■ Entries
______________________________

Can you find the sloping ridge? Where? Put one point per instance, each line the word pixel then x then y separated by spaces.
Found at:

______________________________

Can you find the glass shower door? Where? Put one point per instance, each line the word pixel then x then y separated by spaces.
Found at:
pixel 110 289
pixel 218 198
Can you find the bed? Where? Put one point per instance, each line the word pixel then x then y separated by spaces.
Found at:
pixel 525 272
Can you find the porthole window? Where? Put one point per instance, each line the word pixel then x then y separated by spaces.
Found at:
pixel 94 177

______________________________

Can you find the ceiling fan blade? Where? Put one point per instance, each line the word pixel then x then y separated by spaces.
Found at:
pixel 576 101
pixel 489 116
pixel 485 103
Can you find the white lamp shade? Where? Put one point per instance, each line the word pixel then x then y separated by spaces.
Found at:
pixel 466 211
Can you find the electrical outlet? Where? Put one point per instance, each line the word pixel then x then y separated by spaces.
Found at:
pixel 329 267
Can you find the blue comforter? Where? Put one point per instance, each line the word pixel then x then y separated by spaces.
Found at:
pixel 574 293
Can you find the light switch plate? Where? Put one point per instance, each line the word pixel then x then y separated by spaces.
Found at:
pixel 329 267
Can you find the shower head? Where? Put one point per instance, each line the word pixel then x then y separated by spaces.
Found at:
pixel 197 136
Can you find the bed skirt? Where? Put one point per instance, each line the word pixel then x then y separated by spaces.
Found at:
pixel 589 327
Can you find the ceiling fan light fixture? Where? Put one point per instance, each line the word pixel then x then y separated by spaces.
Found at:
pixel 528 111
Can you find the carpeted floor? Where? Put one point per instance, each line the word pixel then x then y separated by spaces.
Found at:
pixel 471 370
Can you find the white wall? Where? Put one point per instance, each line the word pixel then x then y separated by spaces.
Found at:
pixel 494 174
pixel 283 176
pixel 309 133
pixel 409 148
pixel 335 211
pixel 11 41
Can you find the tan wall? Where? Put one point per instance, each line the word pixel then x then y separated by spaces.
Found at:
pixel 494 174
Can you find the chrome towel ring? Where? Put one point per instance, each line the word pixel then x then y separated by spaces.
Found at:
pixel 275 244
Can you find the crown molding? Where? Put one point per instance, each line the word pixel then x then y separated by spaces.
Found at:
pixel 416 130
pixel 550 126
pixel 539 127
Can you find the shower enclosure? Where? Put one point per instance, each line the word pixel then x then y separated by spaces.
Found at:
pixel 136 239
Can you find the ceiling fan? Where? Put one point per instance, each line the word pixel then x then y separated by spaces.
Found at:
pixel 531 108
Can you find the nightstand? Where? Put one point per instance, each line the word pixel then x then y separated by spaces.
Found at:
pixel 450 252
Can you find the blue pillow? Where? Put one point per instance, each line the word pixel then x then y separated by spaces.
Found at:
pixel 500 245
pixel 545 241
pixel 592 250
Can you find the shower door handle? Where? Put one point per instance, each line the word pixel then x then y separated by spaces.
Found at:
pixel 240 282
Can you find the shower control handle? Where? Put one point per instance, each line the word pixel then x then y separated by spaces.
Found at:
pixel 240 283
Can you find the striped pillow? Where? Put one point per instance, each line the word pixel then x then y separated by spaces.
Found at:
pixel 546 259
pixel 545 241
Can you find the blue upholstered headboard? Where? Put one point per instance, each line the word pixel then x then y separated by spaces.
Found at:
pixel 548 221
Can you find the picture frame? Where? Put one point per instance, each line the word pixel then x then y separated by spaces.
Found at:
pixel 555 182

______________________________

■ Aim of the task
Report every line of the rows above that contains the string "door", copying each such line in full.

■ Solution
Can you find the glass shower door? Where? Put one point per instance, each line the word pixel then x then y separated by spaces.
Can you find the shower door handle? Where? Put one point per instance, each line the word pixel then x then y separated by spaces.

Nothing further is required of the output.